[START OF Excerpt provided]
Seems to me this hould work.
The code is supposed to keep the player from leaving the lavatory before he cleans up. Instead it just fails.
Instead of going northwest while player is in Lavatory:
if player has not held comb:
say "Your hair is mussed up";
stop the action;
otherwise:
if player has not held razor:
say "Really, man, you got stubble the size of asperagus.";
stop the action;
otherwise:
if player has not held toothbrush:
say "Are you kidding? Stanley Kowalski has better breath than you do right now.";
stop the action;
otherwise:
if player wears foam:
say "Your haven[']t dealt with the Burma-Shave yet.";
stop the action;
otherwise:
continue the action.
Transcript:
Make like a fiddle: ske-diddle!
drop can
Dropped.
What’s the story, morning glory?
take razor
Taken.
What’re you waitin’ for? Do something!
shave face
Lookin’ sharp,
Make like a fiddle: ske-diddle!
i
You are carrying:
a razor
What now, brown cow?
drop all
(the razor)
Dropped.
What’re you waitin’ for? Do something!
nw
One o’clock, two o’clock, three o’clock – Do somethin’, man!
acttions
That’s not a verb I recognise.
actions
Actions listing on.
nw
[going northwest]
[going northwest - failed the Check going northwest]
Looks like the problem is in a Check rule somewhere else in the code as opposed to the Instead rule you showed.
[END OF Excerpt provided]
[START OF Data supplied]
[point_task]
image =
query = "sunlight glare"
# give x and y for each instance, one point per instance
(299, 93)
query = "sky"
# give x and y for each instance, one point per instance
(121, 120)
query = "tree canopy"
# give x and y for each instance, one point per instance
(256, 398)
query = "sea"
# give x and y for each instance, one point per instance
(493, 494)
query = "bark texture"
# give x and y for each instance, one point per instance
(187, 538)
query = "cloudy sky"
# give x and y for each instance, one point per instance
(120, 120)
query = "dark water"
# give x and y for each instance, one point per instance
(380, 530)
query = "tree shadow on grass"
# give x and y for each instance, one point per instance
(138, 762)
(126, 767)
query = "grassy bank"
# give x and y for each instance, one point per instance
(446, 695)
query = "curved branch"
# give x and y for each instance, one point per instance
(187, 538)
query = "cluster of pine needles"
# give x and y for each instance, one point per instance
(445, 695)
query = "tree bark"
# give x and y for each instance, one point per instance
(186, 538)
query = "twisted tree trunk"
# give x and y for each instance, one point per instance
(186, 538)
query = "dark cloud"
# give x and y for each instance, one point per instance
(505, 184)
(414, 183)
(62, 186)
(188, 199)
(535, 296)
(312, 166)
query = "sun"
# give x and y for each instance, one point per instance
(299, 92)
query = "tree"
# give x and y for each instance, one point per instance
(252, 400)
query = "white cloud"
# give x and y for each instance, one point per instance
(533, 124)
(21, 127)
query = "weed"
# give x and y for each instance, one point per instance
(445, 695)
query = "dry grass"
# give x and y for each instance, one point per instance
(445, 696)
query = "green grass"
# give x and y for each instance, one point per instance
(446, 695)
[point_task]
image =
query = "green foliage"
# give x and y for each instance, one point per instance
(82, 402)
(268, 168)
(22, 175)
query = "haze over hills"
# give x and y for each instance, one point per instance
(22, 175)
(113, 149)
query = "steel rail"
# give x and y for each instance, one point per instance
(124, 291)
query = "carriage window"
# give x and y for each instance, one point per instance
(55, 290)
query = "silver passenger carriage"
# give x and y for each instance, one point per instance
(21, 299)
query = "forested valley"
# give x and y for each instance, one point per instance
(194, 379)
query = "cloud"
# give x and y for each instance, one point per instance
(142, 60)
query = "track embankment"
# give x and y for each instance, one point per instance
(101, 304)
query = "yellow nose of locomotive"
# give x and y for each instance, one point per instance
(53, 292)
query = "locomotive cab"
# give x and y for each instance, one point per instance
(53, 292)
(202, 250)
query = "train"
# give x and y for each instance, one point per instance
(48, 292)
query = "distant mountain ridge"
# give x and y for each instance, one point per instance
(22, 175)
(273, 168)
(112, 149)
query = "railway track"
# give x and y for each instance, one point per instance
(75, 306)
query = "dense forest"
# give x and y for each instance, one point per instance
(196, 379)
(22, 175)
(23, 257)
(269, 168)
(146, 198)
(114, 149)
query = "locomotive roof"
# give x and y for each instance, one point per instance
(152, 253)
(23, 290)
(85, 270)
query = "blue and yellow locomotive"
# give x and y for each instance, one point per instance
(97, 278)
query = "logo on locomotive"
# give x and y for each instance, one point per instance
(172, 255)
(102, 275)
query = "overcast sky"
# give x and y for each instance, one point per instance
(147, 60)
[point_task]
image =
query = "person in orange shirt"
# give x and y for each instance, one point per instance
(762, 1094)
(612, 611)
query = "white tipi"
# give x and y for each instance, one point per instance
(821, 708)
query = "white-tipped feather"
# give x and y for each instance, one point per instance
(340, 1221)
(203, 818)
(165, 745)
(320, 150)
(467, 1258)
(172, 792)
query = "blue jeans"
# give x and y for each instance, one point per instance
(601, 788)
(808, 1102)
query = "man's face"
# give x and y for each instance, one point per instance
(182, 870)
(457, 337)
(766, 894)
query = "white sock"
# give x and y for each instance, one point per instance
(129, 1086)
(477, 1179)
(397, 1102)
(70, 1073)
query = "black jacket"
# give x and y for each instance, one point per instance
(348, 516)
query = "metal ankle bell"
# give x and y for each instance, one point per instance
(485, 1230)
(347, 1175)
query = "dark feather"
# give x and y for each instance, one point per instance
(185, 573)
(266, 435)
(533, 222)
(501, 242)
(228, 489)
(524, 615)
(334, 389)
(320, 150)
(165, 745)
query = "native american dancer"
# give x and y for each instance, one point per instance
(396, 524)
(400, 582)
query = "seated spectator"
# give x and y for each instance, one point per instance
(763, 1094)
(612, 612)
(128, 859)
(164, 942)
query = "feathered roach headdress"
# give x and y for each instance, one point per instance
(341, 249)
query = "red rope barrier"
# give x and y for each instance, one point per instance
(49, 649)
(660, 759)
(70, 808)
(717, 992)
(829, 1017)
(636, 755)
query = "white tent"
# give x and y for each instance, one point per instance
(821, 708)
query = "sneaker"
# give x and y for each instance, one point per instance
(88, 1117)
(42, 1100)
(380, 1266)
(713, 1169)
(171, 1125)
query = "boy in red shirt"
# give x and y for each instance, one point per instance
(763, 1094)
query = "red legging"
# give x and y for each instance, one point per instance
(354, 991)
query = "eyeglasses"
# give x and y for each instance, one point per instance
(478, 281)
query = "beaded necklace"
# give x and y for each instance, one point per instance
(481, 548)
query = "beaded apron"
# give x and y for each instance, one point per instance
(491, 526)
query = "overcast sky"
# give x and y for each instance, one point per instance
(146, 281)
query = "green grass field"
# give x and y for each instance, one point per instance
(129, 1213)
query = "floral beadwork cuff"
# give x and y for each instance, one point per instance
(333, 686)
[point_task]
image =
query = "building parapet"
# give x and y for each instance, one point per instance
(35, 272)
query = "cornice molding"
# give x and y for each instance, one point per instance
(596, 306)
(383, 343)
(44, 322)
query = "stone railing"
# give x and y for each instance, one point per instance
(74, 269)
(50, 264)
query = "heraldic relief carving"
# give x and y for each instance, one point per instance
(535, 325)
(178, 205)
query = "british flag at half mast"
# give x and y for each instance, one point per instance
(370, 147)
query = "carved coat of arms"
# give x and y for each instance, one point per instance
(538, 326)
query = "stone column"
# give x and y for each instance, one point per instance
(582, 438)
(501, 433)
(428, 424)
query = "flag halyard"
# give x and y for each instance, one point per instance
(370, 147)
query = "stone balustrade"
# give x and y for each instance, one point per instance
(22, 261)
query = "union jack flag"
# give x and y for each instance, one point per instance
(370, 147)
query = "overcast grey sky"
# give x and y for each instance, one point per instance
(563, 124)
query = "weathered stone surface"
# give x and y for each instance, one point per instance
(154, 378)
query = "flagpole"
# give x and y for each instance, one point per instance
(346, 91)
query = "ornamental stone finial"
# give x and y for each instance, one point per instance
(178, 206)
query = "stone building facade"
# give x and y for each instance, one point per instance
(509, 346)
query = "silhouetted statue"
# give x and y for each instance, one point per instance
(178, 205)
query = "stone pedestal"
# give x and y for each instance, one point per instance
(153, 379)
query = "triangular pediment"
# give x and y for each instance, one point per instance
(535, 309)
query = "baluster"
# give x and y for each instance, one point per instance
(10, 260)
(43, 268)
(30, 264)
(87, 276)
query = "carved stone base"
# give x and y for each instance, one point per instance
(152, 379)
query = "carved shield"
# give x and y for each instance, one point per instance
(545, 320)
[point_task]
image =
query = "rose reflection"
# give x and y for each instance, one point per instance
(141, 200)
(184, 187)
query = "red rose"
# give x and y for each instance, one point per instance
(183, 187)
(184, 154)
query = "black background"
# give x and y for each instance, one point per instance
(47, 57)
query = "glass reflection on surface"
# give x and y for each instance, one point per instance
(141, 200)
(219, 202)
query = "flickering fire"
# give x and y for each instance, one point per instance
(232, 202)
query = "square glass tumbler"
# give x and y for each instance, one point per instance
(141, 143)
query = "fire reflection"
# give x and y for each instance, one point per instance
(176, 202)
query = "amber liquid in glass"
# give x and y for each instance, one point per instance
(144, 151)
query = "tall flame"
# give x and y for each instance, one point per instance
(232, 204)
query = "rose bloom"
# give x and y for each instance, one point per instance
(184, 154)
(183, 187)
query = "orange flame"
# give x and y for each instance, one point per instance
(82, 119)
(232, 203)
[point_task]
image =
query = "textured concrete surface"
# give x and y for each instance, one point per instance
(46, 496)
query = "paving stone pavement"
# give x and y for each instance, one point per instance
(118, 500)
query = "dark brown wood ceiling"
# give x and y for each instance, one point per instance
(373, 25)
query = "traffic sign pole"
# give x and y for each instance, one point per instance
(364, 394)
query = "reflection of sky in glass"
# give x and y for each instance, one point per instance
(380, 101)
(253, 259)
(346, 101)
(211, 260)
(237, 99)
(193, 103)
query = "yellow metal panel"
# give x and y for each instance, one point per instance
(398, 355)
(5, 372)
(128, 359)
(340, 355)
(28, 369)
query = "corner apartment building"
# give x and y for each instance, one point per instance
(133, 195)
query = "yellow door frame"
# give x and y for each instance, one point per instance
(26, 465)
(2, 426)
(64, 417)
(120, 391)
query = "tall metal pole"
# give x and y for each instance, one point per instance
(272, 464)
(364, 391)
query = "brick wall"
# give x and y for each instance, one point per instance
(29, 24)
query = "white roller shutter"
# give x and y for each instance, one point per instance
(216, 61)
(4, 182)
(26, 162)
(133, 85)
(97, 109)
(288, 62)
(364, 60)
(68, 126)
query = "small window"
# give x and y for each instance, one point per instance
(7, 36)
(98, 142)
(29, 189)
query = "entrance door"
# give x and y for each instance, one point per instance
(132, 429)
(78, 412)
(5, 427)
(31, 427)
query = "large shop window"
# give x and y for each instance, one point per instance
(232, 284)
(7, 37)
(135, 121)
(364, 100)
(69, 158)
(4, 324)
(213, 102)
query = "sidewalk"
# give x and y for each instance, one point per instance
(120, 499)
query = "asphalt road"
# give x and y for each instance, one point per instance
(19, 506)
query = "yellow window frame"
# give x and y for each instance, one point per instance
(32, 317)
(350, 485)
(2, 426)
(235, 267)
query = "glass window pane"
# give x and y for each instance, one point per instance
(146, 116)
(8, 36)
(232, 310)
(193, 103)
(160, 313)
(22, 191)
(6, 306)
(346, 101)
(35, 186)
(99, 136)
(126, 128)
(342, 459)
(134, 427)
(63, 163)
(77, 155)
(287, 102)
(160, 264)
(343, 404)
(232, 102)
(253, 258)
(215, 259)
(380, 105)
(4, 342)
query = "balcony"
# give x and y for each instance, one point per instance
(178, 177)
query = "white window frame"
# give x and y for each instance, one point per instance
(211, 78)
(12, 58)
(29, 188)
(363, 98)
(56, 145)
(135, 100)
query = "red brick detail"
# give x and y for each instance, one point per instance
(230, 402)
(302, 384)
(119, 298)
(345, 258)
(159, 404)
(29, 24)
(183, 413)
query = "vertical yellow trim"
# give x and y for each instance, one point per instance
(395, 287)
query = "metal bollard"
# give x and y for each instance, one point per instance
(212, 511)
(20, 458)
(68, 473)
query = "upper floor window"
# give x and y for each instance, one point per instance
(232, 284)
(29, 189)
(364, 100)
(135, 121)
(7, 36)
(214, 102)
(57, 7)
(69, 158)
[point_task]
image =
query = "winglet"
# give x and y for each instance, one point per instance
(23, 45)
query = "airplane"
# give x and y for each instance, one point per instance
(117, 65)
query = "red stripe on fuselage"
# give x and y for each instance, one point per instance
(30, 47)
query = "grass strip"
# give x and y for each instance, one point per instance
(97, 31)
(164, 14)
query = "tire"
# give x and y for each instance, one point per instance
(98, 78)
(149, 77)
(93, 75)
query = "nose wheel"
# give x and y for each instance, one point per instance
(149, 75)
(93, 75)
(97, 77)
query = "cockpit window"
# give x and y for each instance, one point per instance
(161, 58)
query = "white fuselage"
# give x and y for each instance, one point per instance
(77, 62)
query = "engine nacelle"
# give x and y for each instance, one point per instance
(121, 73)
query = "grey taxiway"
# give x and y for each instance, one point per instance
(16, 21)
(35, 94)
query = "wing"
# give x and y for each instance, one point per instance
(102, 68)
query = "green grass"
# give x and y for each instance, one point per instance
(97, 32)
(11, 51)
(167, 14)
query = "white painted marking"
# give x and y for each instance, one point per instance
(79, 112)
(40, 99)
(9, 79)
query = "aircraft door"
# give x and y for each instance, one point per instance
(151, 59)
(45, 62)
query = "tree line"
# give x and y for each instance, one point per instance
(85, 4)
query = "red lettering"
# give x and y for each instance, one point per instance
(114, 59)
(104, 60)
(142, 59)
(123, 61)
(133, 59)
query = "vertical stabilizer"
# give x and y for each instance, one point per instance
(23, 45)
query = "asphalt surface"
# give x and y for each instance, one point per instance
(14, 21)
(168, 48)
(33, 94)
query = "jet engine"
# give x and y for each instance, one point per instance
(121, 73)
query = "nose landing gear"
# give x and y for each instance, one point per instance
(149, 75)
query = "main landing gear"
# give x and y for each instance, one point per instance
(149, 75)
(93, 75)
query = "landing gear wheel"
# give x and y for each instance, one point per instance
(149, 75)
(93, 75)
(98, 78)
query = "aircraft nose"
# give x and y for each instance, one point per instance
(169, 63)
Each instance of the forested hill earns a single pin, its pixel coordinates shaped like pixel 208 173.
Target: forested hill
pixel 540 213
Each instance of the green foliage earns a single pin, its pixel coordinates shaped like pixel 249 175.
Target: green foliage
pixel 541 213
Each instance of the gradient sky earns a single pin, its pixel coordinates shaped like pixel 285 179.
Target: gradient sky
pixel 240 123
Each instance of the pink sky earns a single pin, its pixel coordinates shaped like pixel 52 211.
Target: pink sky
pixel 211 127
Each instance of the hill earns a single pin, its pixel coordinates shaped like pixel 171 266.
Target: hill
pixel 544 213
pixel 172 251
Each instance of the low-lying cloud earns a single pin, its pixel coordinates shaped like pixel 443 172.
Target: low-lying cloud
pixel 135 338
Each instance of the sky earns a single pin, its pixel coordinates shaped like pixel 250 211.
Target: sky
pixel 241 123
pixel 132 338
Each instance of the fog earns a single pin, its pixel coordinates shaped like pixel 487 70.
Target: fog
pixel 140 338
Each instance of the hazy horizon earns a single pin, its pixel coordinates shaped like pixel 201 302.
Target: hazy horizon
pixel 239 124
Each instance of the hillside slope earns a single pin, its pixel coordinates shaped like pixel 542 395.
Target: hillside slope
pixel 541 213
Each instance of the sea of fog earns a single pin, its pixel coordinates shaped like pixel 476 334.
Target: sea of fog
[END OF Data supplied]
• [Exercise set]
1. In the lavatory code post, what is the code meant to do?
2. Echo the lavatory code post word for word from "What’s the story, morning" to "(the razor)".

• [Answers in order]
1. It is meant to keep the player from leaving the lavatory before he cleans up.

2.
What’s the story, morning glory?
take razor
Taken.
What’re you waitin’ for? Do something!
shave face
Lookin’ sharp,
Make like a fiddle: ske-diddle!
i
You are carrying:
a razor
What now, brown cow?
drop all
(the razor)